Set down the final stretch of the data, from the line that holds "Exercise. Identify every instance of the front door in" through the last line, both included, with pictures left out.

Labeled-object pointing entries:
::::

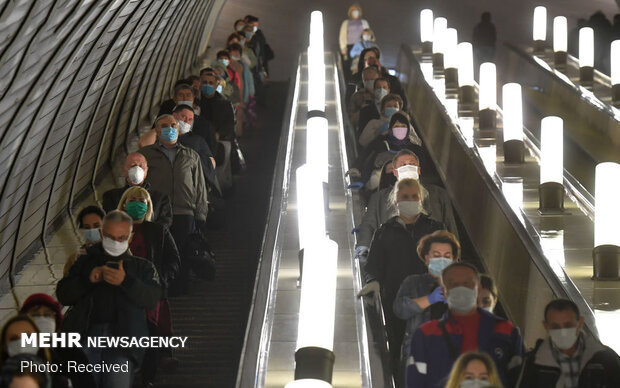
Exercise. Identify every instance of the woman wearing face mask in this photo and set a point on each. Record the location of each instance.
(487, 298)
(400, 135)
(420, 298)
(474, 370)
(46, 313)
(367, 40)
(153, 242)
(378, 127)
(89, 222)
(10, 348)
(392, 257)
(351, 31)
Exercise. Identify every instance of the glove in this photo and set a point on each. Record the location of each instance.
(436, 296)
(361, 253)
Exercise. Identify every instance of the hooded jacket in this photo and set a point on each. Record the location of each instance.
(431, 359)
(600, 366)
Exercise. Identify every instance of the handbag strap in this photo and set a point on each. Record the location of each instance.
(451, 347)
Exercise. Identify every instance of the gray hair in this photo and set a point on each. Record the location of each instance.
(118, 216)
(160, 117)
(183, 87)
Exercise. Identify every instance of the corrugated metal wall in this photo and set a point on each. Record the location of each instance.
(76, 78)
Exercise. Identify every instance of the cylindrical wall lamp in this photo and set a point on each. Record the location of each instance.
(467, 93)
(606, 253)
(314, 357)
(586, 56)
(615, 73)
(540, 29)
(440, 25)
(487, 100)
(308, 383)
(512, 107)
(560, 42)
(426, 32)
(551, 189)
(450, 59)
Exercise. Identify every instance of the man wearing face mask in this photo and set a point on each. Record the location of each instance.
(372, 111)
(185, 115)
(216, 108)
(569, 357)
(380, 208)
(378, 127)
(110, 292)
(437, 344)
(136, 170)
(177, 171)
(363, 96)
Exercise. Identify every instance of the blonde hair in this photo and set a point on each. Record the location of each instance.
(458, 370)
(137, 192)
(408, 182)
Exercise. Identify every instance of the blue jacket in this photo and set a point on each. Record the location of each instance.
(431, 360)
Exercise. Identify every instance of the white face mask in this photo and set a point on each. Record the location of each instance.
(184, 127)
(462, 299)
(45, 324)
(188, 103)
(408, 172)
(409, 209)
(113, 247)
(135, 175)
(564, 339)
(474, 383)
(14, 348)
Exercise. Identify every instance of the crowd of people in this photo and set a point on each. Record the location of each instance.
(438, 308)
(605, 32)
(147, 238)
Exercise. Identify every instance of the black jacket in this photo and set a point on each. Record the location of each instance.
(367, 113)
(393, 253)
(219, 111)
(161, 251)
(139, 292)
(600, 366)
(162, 209)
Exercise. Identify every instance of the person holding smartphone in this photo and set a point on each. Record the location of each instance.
(110, 291)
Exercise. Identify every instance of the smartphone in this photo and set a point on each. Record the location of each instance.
(112, 264)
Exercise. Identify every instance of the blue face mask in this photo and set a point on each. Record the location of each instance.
(436, 265)
(169, 134)
(208, 89)
(389, 111)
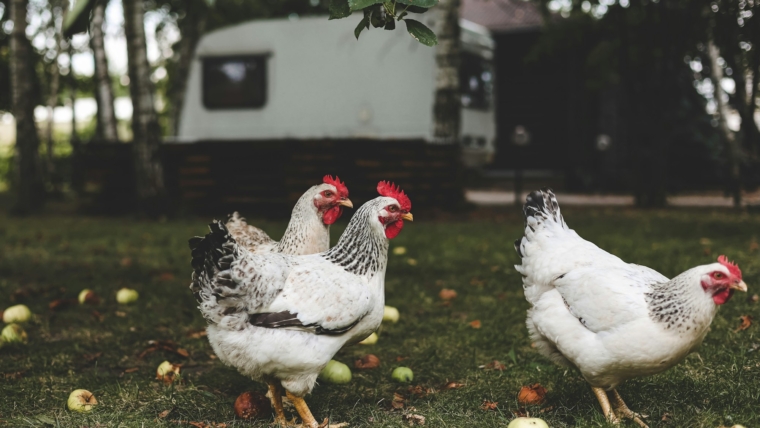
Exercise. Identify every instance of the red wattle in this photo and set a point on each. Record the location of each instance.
(393, 229)
(332, 214)
(722, 296)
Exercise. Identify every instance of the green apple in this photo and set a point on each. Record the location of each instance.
(527, 423)
(335, 372)
(81, 400)
(167, 372)
(13, 333)
(390, 314)
(127, 295)
(402, 374)
(17, 313)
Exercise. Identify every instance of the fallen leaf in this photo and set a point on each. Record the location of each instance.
(452, 385)
(494, 365)
(531, 395)
(447, 294)
(420, 391)
(489, 405)
(520, 413)
(746, 323)
(196, 334)
(414, 419)
(92, 357)
(366, 362)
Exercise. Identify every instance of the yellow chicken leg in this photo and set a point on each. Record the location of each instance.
(275, 390)
(604, 401)
(623, 411)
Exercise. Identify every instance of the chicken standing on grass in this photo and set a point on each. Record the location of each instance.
(280, 318)
(309, 229)
(610, 319)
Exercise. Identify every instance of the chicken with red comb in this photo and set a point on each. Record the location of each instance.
(281, 318)
(611, 320)
(309, 229)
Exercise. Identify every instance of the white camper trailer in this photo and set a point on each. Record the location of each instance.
(310, 79)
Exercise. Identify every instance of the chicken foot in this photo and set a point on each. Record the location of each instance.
(306, 417)
(604, 401)
(275, 390)
(622, 410)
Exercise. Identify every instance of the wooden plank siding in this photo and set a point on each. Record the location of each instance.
(265, 178)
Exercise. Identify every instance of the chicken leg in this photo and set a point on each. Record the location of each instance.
(306, 417)
(604, 401)
(275, 390)
(623, 411)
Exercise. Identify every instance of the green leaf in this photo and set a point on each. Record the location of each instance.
(339, 9)
(421, 3)
(361, 4)
(364, 23)
(421, 32)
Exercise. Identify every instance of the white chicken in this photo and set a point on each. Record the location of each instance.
(610, 319)
(309, 229)
(280, 318)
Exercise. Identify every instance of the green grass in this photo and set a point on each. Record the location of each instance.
(54, 257)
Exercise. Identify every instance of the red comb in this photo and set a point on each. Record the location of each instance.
(339, 185)
(386, 188)
(735, 271)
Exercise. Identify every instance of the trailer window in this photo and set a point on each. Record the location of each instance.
(234, 82)
(476, 82)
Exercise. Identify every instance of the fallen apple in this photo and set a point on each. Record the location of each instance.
(88, 296)
(369, 340)
(527, 423)
(81, 400)
(127, 295)
(251, 405)
(335, 372)
(390, 314)
(167, 372)
(17, 313)
(402, 374)
(13, 333)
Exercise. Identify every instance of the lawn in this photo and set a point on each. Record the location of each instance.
(101, 348)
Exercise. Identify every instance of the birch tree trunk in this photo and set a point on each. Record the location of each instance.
(27, 172)
(447, 110)
(191, 29)
(145, 129)
(732, 146)
(106, 128)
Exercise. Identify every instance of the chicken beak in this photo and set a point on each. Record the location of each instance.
(741, 286)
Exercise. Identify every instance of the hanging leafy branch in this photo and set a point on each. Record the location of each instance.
(385, 14)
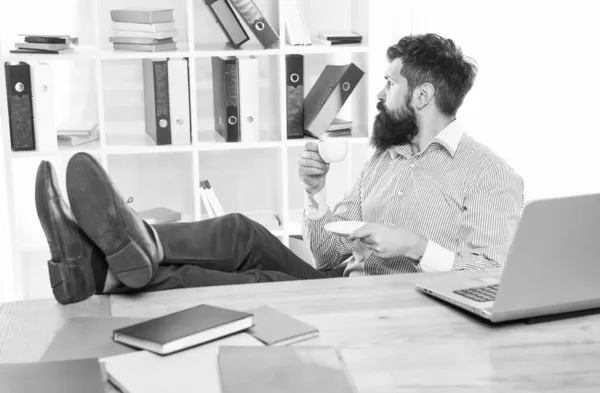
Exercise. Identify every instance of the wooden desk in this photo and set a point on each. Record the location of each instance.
(393, 338)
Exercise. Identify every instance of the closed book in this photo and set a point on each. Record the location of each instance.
(20, 105)
(140, 40)
(275, 328)
(142, 15)
(42, 80)
(249, 99)
(157, 35)
(193, 370)
(340, 42)
(146, 27)
(228, 22)
(339, 35)
(156, 100)
(88, 337)
(35, 45)
(51, 39)
(84, 375)
(184, 329)
(283, 369)
(179, 101)
(145, 47)
(328, 95)
(256, 21)
(294, 69)
(159, 215)
(226, 97)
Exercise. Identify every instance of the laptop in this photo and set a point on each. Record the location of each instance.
(553, 266)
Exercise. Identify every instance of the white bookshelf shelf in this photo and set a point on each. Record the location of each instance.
(258, 178)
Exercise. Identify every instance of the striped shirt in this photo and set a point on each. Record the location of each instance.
(457, 193)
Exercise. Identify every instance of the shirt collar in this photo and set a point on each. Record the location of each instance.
(449, 138)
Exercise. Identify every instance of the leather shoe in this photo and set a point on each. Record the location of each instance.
(71, 251)
(104, 215)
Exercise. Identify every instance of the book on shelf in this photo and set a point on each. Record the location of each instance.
(159, 215)
(283, 369)
(45, 44)
(142, 15)
(275, 328)
(328, 95)
(294, 70)
(132, 30)
(77, 140)
(183, 329)
(144, 27)
(225, 79)
(165, 46)
(195, 369)
(20, 106)
(81, 375)
(256, 22)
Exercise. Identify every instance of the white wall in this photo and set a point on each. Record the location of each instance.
(536, 95)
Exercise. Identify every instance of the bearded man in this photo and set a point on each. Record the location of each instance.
(431, 197)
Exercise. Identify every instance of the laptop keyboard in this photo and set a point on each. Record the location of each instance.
(480, 294)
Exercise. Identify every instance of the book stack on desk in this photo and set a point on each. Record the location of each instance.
(45, 44)
(170, 352)
(143, 29)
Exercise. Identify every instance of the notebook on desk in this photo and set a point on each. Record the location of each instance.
(552, 267)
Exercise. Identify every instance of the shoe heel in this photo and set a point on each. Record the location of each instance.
(131, 265)
(69, 283)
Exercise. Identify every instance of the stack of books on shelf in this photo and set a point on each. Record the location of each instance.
(45, 44)
(143, 29)
(232, 28)
(296, 28)
(317, 113)
(339, 37)
(167, 354)
(76, 134)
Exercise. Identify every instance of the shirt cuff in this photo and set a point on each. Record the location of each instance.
(436, 258)
(315, 206)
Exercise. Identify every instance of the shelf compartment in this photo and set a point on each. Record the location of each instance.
(168, 181)
(245, 181)
(269, 95)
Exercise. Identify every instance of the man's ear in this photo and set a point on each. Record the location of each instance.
(424, 95)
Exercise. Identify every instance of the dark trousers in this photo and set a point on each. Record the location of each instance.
(226, 250)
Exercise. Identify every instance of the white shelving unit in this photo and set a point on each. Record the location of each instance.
(100, 83)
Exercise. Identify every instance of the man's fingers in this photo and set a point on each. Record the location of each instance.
(311, 146)
(309, 171)
(311, 155)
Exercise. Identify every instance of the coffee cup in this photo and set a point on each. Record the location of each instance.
(332, 149)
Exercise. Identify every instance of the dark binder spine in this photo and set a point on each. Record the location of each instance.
(161, 95)
(255, 20)
(232, 98)
(225, 12)
(294, 65)
(20, 106)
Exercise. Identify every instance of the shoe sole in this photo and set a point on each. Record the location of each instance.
(132, 266)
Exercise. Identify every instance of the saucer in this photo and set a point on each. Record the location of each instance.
(343, 228)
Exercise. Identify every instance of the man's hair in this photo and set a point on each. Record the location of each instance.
(430, 58)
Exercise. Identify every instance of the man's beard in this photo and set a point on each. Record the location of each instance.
(393, 130)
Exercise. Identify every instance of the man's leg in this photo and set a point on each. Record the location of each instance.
(232, 244)
(131, 247)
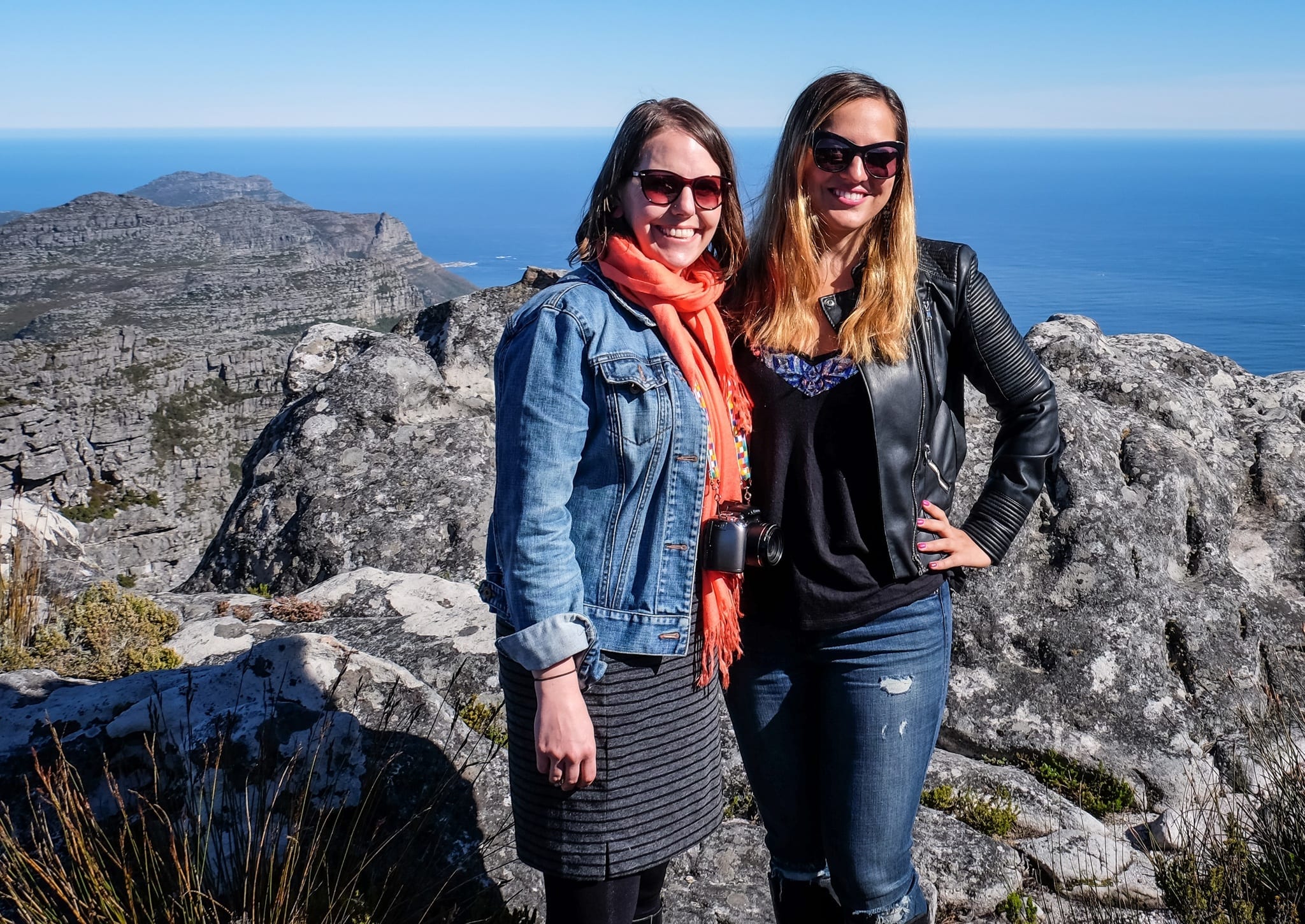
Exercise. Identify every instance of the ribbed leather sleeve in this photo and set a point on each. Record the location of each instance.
(1008, 372)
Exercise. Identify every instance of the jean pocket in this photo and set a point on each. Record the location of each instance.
(637, 397)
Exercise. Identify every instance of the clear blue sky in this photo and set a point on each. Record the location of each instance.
(392, 63)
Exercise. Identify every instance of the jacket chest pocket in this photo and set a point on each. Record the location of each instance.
(638, 397)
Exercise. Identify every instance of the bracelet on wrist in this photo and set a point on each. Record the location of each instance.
(554, 676)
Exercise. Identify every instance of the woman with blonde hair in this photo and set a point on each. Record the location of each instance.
(856, 342)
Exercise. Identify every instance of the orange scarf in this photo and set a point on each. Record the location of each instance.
(684, 307)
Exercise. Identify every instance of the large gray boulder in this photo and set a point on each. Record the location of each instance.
(1157, 590)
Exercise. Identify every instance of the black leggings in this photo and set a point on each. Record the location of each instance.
(605, 901)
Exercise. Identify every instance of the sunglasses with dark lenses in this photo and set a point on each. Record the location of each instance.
(833, 153)
(662, 187)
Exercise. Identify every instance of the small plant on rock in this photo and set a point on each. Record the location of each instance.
(1095, 790)
(484, 719)
(740, 803)
(292, 610)
(20, 601)
(1249, 865)
(992, 814)
(105, 635)
(1018, 909)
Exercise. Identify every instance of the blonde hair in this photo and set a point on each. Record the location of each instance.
(781, 278)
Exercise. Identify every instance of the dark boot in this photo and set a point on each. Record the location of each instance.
(803, 902)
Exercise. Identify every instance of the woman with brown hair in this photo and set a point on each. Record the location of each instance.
(620, 430)
(856, 342)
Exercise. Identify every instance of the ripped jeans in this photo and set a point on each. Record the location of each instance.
(837, 730)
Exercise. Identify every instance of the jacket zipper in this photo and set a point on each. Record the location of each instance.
(919, 443)
(928, 461)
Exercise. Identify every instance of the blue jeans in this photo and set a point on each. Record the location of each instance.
(837, 730)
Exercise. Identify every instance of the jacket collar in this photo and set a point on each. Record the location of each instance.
(590, 273)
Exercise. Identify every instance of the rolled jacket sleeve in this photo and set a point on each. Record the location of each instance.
(545, 397)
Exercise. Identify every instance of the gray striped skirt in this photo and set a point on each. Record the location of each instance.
(658, 790)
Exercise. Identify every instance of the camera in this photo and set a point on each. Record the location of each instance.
(738, 537)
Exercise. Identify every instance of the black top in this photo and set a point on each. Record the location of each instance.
(814, 473)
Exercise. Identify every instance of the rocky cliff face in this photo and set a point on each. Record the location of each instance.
(383, 456)
(1159, 589)
(152, 342)
(1155, 593)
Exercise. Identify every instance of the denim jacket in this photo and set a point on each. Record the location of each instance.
(602, 454)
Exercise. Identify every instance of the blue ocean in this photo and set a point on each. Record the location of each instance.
(1201, 236)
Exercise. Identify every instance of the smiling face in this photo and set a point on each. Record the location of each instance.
(675, 234)
(847, 201)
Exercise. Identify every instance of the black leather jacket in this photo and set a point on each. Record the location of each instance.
(918, 409)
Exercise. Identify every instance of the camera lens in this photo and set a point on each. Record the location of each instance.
(765, 545)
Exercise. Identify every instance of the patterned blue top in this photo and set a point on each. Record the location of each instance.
(808, 377)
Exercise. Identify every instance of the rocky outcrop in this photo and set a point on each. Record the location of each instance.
(1155, 593)
(383, 456)
(240, 264)
(153, 347)
(1158, 589)
(185, 188)
(305, 713)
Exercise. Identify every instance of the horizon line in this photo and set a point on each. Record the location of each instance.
(1025, 129)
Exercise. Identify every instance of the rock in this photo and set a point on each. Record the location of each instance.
(722, 880)
(1099, 867)
(320, 350)
(1041, 809)
(184, 188)
(438, 630)
(967, 868)
(384, 464)
(155, 340)
(1157, 591)
(351, 728)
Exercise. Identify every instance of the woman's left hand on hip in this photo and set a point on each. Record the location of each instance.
(961, 550)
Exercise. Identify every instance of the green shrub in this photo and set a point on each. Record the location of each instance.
(992, 814)
(941, 798)
(263, 850)
(740, 803)
(484, 719)
(1095, 790)
(1018, 909)
(106, 500)
(105, 635)
(1255, 871)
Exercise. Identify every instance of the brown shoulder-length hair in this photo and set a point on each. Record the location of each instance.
(781, 280)
(642, 123)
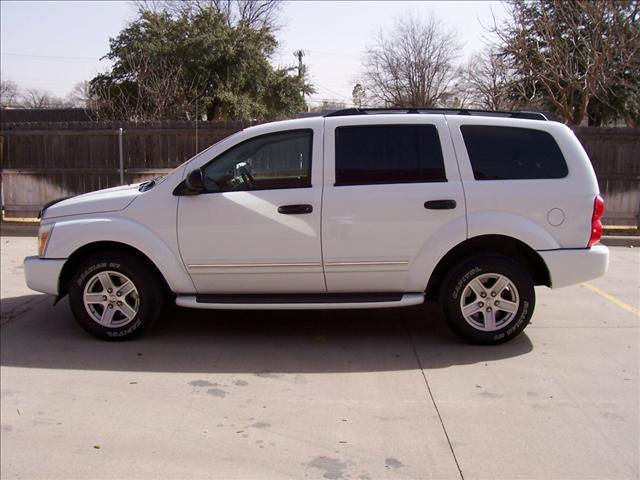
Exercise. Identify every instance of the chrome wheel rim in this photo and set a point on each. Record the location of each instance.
(489, 302)
(111, 299)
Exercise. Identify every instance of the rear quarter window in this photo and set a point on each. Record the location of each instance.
(510, 153)
(377, 154)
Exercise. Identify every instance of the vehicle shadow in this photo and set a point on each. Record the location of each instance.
(34, 334)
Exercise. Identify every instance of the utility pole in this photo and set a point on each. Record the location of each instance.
(299, 54)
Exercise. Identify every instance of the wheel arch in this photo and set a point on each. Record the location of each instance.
(489, 244)
(85, 251)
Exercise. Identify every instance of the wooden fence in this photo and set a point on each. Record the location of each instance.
(43, 161)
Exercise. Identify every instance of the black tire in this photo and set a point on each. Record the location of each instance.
(148, 296)
(457, 292)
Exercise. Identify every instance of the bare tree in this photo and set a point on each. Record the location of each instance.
(412, 65)
(161, 92)
(569, 52)
(486, 81)
(252, 13)
(9, 92)
(36, 98)
(80, 95)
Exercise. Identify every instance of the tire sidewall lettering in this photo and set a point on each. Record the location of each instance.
(464, 280)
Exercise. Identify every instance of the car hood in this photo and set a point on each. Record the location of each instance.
(107, 200)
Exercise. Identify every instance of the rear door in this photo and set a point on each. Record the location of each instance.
(392, 202)
(256, 228)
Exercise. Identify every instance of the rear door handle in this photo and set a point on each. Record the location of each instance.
(440, 204)
(295, 209)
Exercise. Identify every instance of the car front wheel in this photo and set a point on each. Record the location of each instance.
(115, 296)
(488, 299)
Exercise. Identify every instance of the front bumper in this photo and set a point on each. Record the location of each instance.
(573, 266)
(43, 274)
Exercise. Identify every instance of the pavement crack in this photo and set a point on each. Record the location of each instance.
(433, 400)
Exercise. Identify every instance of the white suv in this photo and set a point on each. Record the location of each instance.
(357, 209)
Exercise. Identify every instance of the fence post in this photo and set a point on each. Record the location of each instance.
(120, 133)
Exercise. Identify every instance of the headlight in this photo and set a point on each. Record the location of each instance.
(44, 233)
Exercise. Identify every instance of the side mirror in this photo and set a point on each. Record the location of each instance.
(193, 184)
(195, 181)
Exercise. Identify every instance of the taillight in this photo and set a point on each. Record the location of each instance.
(44, 233)
(596, 221)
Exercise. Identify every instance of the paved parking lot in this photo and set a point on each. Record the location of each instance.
(336, 394)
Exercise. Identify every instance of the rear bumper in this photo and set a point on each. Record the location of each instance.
(573, 266)
(42, 274)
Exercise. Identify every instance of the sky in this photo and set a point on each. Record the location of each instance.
(52, 45)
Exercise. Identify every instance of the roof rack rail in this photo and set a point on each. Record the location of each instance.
(447, 111)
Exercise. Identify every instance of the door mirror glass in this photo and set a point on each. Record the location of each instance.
(194, 183)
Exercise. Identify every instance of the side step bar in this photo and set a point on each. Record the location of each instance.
(300, 301)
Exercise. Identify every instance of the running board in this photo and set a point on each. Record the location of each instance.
(300, 301)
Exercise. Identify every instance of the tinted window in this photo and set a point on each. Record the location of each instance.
(506, 153)
(277, 160)
(388, 154)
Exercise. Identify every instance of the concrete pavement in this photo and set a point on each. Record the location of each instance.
(342, 394)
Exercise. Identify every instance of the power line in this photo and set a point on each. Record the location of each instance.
(48, 57)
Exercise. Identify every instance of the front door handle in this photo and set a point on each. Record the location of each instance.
(295, 209)
(440, 204)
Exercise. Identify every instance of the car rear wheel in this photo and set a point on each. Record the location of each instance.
(488, 299)
(115, 296)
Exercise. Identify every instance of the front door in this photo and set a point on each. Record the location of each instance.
(256, 229)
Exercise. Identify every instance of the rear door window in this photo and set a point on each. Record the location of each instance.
(510, 153)
(376, 154)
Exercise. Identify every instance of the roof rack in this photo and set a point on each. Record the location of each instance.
(445, 111)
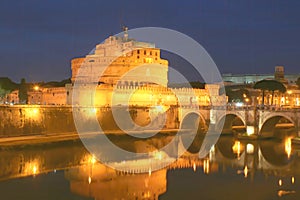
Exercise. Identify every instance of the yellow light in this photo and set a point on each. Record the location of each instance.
(34, 169)
(206, 166)
(158, 155)
(237, 148)
(36, 87)
(250, 149)
(246, 172)
(280, 182)
(288, 147)
(93, 159)
(250, 130)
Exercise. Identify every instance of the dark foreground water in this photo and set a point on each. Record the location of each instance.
(233, 169)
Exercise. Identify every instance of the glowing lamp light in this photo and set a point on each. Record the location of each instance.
(288, 147)
(250, 148)
(250, 130)
(194, 167)
(246, 172)
(236, 148)
(36, 87)
(239, 104)
(280, 182)
(93, 159)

::::

* _Full solution_:
Exercise. Identify every instance of the front door in this photo and set a point on each. Record the location of each instance.
(256, 229)
Exercise. Identify every instance of the rear door window in this photo and set a point on each. Record the location of each instance.
(510, 153)
(376, 154)
Exercise. Identify every instance of the roof rack in this photo and set a point on each. Record the location of each instance.
(445, 111)
Exercise. Identify every instance of the yellow light in this photo and set a point on each. Record the location of each instance.
(34, 169)
(206, 166)
(158, 155)
(237, 148)
(36, 87)
(250, 149)
(246, 172)
(280, 182)
(288, 147)
(93, 159)
(250, 130)
Exercise. Identify every instance of the dark foreground water in this photo and set a point on each. Record the location of each instance.
(233, 169)
Exercise. Identify every instance of the glowing lamp light in this photo and set a point on each. Record the location of each instance.
(288, 147)
(250, 148)
(250, 130)
(194, 167)
(246, 172)
(236, 148)
(36, 87)
(239, 104)
(280, 182)
(93, 159)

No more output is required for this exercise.